## INSTRUCTION 1
Locate every line in the listing below that contains the string "shop" and copy each of those lines. Case counts, so uppercase and lowercase letters are different.

## READING TEXT
Australia Beaten. But Can They Beat England?

Happy new year everyone. Sorry about the delay between articles. I’ve just had my first extended break in nine years of editing (and co-editing) The Full Toss. Where have I been? Skiing in The Alps. Was it any good? No not really. I have all the balance of Channel 9’s commentary team. Throw in the inherent anxiety of a diehard England cricket supporter (the fear that disaster lurks around every corner) and I was less Eddie The Eagle and more Bambi on ice.

Basically I spent the whole time shitting myself and falling over. My French ski instructor Stephan, who must have felt a bit like Graham Gooch trying to verse Alan Mullally in the finer points of batting, eventually became exasperated and called me “a refuser”. He wasn’t wrong. I quit before the next lesson.

## INSTRUCTION 2
Please repeat word for word the stretch of the cricket article above from "Happy new year" through "Bambi on ice.".

## INPUT DATA
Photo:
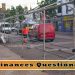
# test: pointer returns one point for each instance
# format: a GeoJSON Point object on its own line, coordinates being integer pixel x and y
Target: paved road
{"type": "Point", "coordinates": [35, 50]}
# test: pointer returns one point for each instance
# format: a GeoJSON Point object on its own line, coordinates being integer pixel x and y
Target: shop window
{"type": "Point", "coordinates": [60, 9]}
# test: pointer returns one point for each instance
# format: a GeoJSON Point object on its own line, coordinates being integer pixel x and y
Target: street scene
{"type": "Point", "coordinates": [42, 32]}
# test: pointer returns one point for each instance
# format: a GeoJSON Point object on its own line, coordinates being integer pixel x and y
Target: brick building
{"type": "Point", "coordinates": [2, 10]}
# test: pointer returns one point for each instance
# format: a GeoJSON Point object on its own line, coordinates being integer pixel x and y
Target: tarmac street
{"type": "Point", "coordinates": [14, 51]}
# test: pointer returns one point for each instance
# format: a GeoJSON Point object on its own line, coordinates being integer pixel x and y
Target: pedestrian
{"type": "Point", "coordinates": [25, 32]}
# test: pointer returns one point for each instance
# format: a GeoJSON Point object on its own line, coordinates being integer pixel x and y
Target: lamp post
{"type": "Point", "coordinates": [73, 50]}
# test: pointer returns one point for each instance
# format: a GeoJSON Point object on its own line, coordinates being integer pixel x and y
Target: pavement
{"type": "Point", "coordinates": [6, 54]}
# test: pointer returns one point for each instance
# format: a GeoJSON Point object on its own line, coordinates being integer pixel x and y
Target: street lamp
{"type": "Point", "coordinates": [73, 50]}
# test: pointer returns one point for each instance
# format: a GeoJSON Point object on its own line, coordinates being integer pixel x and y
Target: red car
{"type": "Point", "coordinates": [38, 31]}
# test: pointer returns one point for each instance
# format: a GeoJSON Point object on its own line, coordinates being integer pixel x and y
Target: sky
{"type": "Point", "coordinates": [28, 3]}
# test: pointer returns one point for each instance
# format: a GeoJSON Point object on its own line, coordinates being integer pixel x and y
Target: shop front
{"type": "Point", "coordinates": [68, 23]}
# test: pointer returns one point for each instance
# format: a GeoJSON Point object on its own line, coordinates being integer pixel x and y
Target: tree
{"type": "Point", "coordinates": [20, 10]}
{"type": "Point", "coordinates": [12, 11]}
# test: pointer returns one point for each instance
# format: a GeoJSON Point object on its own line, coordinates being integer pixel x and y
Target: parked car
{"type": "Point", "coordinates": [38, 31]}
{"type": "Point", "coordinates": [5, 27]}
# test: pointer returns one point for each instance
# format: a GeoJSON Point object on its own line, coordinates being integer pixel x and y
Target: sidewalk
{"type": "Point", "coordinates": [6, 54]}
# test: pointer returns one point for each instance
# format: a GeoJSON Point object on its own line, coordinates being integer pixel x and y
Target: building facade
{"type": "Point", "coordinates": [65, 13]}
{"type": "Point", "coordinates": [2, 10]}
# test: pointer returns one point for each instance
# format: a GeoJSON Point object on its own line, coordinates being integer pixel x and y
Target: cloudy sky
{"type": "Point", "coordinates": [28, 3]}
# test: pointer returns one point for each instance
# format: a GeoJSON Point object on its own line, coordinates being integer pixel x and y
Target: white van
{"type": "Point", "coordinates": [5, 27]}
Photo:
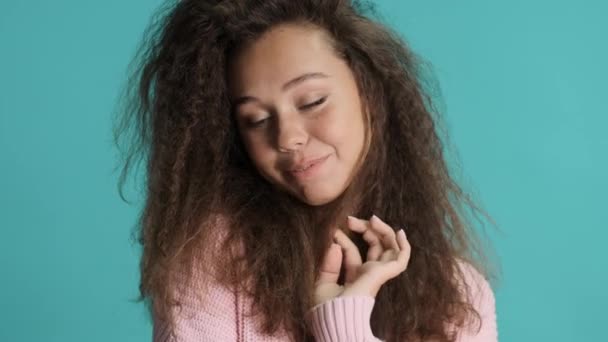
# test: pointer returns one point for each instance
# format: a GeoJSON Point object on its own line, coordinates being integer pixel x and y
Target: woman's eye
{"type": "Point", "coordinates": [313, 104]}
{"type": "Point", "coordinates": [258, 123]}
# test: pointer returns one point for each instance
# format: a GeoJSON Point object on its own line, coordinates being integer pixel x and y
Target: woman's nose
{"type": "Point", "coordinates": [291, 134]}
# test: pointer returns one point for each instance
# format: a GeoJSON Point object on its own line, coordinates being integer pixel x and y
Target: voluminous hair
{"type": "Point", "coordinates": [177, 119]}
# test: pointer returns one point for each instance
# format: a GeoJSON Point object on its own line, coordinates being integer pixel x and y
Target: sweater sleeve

## EXERCISE ANSWER 1
Target: shop window
Target: shop front

## EXERCISE ANSWER 2
Happy new year everyone. Sorry about the delay between articles. I’ve just had my first extended break in nine years of editing (and co-editing) The Full Toss. Where have I been? Skiing in The Alps. Was it any good? No not really. I have all the balance of Channel 9’s commentary team. Throw in the inherent anxiety of a diehard England cricket supporter (the fear that disaster lurks around every corner) and I was less Eddie The Eagle and more Bambi on ice.